TEKSTFRAGMENT:
****

De in geschil zijnde naheffingsaanslag is met dagtekening 17 december 2010 opgelegd.

3 Geschil

3.1.

Tussen partijen is primair in geschil of de uitspraak op bezwaar bevoegdelijk is gedaan door de inspecteur van de Belastingdienst Amsterdam. Subsidiair is in geschil of belanghebbende ter zake van de verkrijging van 50% van de aandelen in het kapitaal van [B BV] op grond van het leerstuk van fraus legis overdrachtsbelasting is verschuldigd. Als deze vragen bevestigend worden beantwoord is voorts in geschil of de inspecteur de naheffingsaanslag (nog) wel mocht opleggen en, zo ja, of de naheffingsaanslag tot het juiste bedrag is opgelegd.

3.2.

****

OPGESLAGEN RIJEN:
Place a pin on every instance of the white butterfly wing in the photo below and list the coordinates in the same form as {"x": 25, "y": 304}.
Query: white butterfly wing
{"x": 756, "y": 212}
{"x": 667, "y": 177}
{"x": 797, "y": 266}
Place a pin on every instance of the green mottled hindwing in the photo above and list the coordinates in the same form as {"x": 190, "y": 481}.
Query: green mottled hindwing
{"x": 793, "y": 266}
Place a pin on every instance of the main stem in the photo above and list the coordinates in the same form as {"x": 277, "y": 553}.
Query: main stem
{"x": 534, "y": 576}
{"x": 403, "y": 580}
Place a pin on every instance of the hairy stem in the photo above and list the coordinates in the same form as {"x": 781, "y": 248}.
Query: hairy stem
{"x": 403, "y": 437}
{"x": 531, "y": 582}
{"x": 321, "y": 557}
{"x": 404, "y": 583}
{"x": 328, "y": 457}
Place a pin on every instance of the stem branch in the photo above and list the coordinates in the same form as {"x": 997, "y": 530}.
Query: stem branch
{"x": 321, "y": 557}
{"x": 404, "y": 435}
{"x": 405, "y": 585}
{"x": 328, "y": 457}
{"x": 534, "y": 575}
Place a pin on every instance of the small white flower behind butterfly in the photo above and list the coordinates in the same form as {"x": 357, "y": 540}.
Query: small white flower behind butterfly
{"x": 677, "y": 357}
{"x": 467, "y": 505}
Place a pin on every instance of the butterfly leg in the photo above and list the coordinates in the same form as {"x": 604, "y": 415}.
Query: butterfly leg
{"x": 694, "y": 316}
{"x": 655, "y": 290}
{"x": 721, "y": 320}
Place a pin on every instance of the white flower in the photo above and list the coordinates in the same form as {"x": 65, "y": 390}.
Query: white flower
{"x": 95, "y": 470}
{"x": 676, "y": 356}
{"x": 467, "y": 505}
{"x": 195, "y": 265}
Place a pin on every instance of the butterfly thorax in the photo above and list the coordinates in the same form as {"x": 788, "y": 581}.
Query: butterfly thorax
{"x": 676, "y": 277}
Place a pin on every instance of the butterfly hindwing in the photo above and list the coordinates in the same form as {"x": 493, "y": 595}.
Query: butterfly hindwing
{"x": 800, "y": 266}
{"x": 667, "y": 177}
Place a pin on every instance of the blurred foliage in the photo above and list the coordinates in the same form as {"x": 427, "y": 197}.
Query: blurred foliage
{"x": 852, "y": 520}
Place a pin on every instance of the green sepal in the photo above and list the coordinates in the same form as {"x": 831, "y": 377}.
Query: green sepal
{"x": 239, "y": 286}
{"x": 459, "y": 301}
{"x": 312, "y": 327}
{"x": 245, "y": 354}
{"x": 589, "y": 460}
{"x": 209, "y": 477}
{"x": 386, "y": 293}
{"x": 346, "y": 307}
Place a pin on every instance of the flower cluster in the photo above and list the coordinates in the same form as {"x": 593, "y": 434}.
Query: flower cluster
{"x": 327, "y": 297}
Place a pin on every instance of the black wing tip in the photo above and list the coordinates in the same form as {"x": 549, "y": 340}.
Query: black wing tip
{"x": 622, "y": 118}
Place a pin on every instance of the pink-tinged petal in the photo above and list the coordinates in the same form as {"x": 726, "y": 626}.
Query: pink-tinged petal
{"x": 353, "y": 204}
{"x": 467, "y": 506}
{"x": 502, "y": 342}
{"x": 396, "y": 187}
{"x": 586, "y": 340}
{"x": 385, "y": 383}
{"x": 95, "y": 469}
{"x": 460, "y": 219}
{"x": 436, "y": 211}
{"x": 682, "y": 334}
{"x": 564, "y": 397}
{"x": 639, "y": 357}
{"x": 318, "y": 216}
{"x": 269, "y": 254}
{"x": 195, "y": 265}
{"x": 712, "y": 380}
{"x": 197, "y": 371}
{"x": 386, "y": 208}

****

DOEL 1: Met welke dagtekening is de naheffingsaanslag volgens het tekstfragment opgelegd?
DOEL 2: Zet de alinea uit het tekstfragment die begint met "Tussen partijen is primair in geschil" om in een beknopte opsomming waarin de belangrijkste punten behouden blijven.
DOEL 3: Pak het tekstfragment over het geschil rond de naheffingsaanslag op waar het ophoudt en schrijf het verder.
De items zijn voor deze opdrachten niet nodig.

ANTWOORD 1: Met dagtekening 17 december 2010.

ANTWOORD 2:
- Primair: of de inspecteur van de Belastingdienst Amsterdam bevoegd uitspraak op bezwaar heeft gedaan.
- Subsidiair: of belanghebbende op grond van fraus legis overdrachtsbelasting verschuldigd is over de verkrijging van 50% van de aandelen in [B BV].
- Als beide vragen bevestigend worden beantwoord: of de inspecteur de naheffingsaanslag (nog) mocht opleggen en, zo ja, of die tot het juiste bedrag is opgelegd.

ANTWOORD 3:
Partijen doen hun standpunten steunen op de gronden die daartoe door hen zijn aangevoerd in de van hen afkomstige stukken en ter zitting.

3.3.

Belanghebbende concludeert tot gegrondverklaring van het beroep, vernietiging van de uitspraak op bezwaar, en

-

primair tot een opdracht van de rechtbank aan de bevoegde inspecteur om (opnieuw) uitspraak op bezwaar te doen,

-

subsidiair tot vernietiging van de naheffingsaanslag, en

-

meer subsidiair tot vermindering van de naheffingsaanslag tot € 1.668.038.

De inspecteur concludeert tot ongegrondverklaring van het beroep.